What is being asked:
Present the following data again exactly as it is shown.

Lines of data:
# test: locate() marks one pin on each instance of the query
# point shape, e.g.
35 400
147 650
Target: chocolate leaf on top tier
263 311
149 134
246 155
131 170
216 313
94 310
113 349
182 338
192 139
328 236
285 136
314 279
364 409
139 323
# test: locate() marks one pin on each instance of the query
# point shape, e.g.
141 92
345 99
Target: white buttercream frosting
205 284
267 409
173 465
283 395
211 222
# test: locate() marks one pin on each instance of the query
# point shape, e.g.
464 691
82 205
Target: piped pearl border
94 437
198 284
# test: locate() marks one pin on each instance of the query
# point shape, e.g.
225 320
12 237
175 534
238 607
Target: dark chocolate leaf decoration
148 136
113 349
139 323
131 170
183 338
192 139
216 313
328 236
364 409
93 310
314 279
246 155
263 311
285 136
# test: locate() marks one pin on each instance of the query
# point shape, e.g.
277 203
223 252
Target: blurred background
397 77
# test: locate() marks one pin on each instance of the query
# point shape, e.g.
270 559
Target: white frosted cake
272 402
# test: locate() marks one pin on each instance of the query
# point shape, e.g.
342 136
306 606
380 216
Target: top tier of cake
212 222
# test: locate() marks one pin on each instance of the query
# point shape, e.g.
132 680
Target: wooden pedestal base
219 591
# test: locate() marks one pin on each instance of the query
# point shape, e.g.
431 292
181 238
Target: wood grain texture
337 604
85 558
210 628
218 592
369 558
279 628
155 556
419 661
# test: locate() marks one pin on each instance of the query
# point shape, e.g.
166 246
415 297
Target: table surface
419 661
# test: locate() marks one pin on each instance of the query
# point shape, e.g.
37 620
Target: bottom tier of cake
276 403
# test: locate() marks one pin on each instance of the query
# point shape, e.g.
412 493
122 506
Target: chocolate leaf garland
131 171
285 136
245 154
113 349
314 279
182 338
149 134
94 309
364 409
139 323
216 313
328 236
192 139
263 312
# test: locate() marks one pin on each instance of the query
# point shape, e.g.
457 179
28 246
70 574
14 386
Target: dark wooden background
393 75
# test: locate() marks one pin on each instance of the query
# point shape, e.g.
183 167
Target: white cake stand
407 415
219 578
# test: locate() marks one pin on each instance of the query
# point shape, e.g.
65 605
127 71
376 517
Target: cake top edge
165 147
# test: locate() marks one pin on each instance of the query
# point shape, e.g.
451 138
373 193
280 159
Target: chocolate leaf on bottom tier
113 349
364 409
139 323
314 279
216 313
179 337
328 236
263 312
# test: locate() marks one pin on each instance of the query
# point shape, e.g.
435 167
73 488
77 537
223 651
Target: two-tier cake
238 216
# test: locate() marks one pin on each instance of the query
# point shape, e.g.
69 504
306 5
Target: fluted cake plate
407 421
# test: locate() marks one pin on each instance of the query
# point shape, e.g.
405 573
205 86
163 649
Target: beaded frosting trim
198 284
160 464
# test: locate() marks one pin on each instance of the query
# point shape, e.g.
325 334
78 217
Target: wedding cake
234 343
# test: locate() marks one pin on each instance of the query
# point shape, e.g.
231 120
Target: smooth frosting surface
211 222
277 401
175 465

Full answer:
# test: locate() marks one pin on each instance of the query
# point shape, e.g.
35 400
147 650
Target: chocolate leaf on top tier
263 311
149 134
246 155
131 170
216 313
94 310
113 349
182 338
192 139
328 236
285 136
314 279
364 409
139 323
# test: locate() marks one pin on each instance of the query
# point shape, e.g.
141 92
345 99
Target: white buttercream frosting
205 284
267 409
173 465
283 395
211 222
# test: locate() marks one pin on each instance of the query
# point shape, e.g.
464 691
82 205
Target: piped pearl border
94 437
198 284
# test: locate() marks one pin on each instance of the query
# point shape, e.g.
225 320
12 237
175 534
238 607
Target: dark chocolate leaf decoration
148 136
113 349
139 323
131 170
183 338
192 139
216 313
328 236
364 409
93 310
314 279
246 155
263 311
285 136
# test: locate() marks one pin on each instance of the query
# point shape, e.g.
277 203
223 252
Target: blurred background
397 77
# test: locate() marks one pin on each instance of the query
# point shape, e.g.
270 559
Target: white frosted cake
272 402
# test: locate() marks one pin on each instance of the query
# point shape, e.g.
342 136
306 606
380 216
Target: top tier of cake
212 222
# test: locate() marks one pin on each instance of the query
# point shape, e.g.
132 680
Target: wooden pedestal base
219 591
# test: locate() marks one pin on each instance of the query
# point shape, e.g.
431 292
181 238
Target: wood grain texture
337 604
85 558
210 628
218 592
369 558
279 628
155 556
419 661
# test: locate() marks one pin on each instance of the query
# point shape, e.g.
166 246
415 297
Target: table surface
419 661
# test: locate() marks one pin on each instance of the query
# point shape, e.g.
37 620
Target: bottom tier of cake
276 403
# test: locate() marks one pin on each instance of the query
# point shape, e.g.
412 493
122 506
Target: chocolate leaf garland
131 171
285 136
245 154
113 349
314 279
182 338
149 134
94 309
364 409
139 323
216 313
328 236
192 139
263 312
# test: locate() marks one pin on each instance of the query
# point shape, e.g.
457 179
28 246
70 574
14 386
Target: dark wooden background
393 75
# test: locate() marks one pin on each instance of the query
# point shape, e.g.
183 167
Target: white cake stand
407 415
219 578
# test: locate() marks one pin on each instance of the query
# point shape, e.g.
65 605
127 71
376 517
Target: cake top edge
165 147
# test: locate() marks one pin on each instance of the query
# point shape, e.g.
451 138
373 193
280 159
Target: chocolate leaf on bottom tier
113 349
364 409
139 323
314 279
216 313
179 337
328 236
263 312
# test: locate() marks one pin on each instance of the query
# point shape, e.g.
435 167
73 488
77 537
223 651
Target: two-tier cake
238 216
# test: locate() marks one pin on each instance of the query
# point shape, e.g.
69 504
306 5
Target: fluted cake plate
407 421
# test: locate() marks one pin on each instance of the query
# point shape, e.g.
405 573
205 86
163 649
Target: beaded frosting trim
198 284
160 464
# test: locate() marks one pin on each instance of the query
# point shape, e.g.
325 334
78 217
Target: wedding cake
234 343
# test: locate() marks one pin on each instance of the query
# point shape, e.g.
231 120
Target: smooth frosting surface
211 222
277 401
175 465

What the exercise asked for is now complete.